Article ::
Putting a price on Baltimore's vacant housing

A recent report from the Johns Hopkins 21st Century Cities Initiative finds that Baltimore's roughly 15,000 vacant properties cost the city an estimated $210M each year in lost revenue and other costs

photo of crumbling, boarded up vacant houses in Baltimore

Credit: Baltimore Heritage, CC0, via Wikimedia Commons

On Jan. 24, 2022, as firefighters battled a blaze ravaging a row home in Baltimore, part of the building collapsed. One firefighter, pulled quickly from the rubble, survived, but three others did not. Turns out the house—which, along with two adjacent properties, was later demolished—had been sitting vacant for more than a decade.

"The lives lost, you can't put a price on that," says Mary Miller, a Baltimore resident and senior fellow at the Johns Hopkins 21st Century Cities Initiative. But The Costs of Baltimore's Vacant Housing, the report she recently co-authored with the initiative's senior program manager, Mac McComas, reveals a multitude of measurable costs associated with the city's uninhabited dwellings. Annually, for example, roughly 15,000 vacant properties cost the city an estimated $210 million in lost revenue and direct costs.

"Baltimore has the third highest rate of vacants of any city in the U.S.," McComas says, behind only Detroit and Flint, Michigan. Past attempts to fix the problem, however, have been executed piecemeal, not citywide. Today, he says, many interested parties—nonprofits, government entities, and developers—want to solve it "at scale."

"Over the last decade, [Baltimore] was the only city on the East Coast that saw a decline in population."
Mac McComas
Senior program manager, 21st Century Cities Initiative

The initiative leverages data and policy analysis to help government and private-sector entities tackle urban challenges worldwide. And the vacant housing problem in Baltimore is so extreme, fixing it could render valuable lessons. The report's research—culled from numerous authoritative sources—shows that, in 2020, it ranked last in housing appreciation rates among a group of 30 similarly sized cities. "And over the last decade," McComas says, "it was the only city on the East Coast that saw a decline in population."

These characteristics factor into Baltimore's vacancy costs, which, the authors believe, could be dramatically reduced with a comprehensive redevelopment plan. "Vacant housing is an enormous potential asset that is just sitting there and could be activated. If it were, it would have a lot of positive benefits," says Miller, a former executive for the Baltimore-based investment firm T. Rowe Price.

Among the potential benefits: revitalized neighborhoods, a stronger tax base, improved infrastructure and public health, and affordable homes for low- to middle-income residents.

Without a fix, the costs are considerable. One major cost is revenue loss caused, in part, by a weak housing market "reflecting a legacy of disinvestment in many redlined [or Black] neighborhoods," the report states. After years of falling prices, Baltimore's median home price is $235,000, compared to $400,000 nationwide. Accordingly, the city's overall tax base is low, and 35% of the owners of vacant houses are delinquent on their property taxes, resulting in a $50.6 million loss annually.

Dataset excerpt ::
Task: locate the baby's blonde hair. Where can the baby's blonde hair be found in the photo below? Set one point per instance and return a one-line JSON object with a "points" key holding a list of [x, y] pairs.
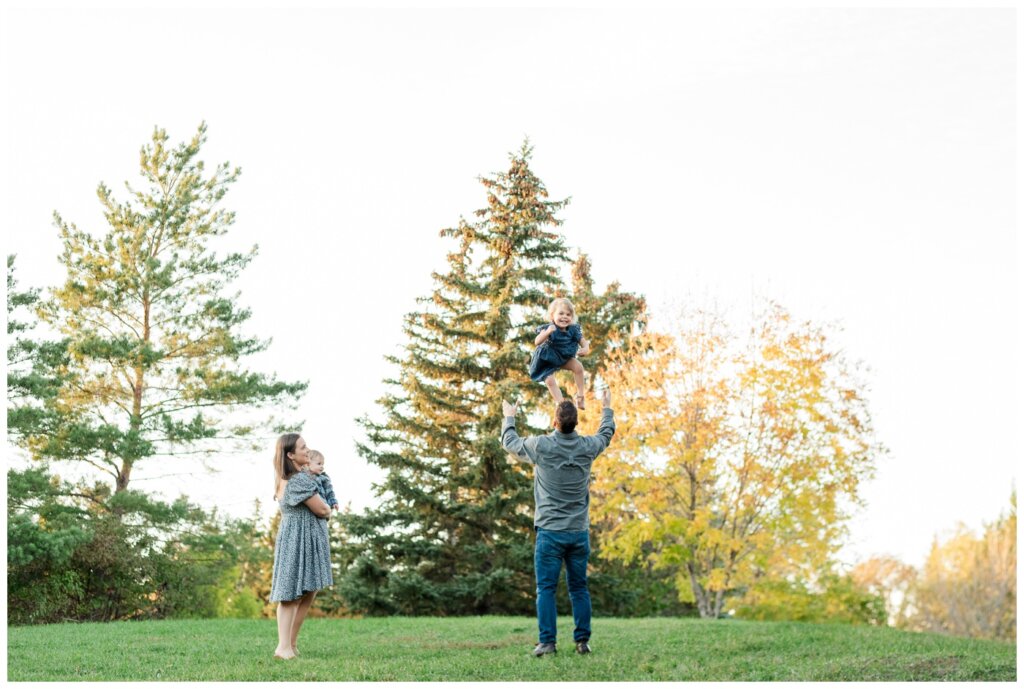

Task objective :: Copy out, word for word, the part of the article on Baltimore's vacant housing starting with "These characteristics factor" and going on through "T. Rowe Price.".

Solution for this exercise ::
These characteristics factor into Baltimore's vacancy costs, which, the authors believe, could be dramatically reduced with a comprehensive redevelopment plan. "Vacant housing is an enormous potential asset that is just sitting there and could be activated. If it were, it would have a lot of positive benefits," says Miller, a former executive for the Baltimore-based investment firm T. Rowe Price.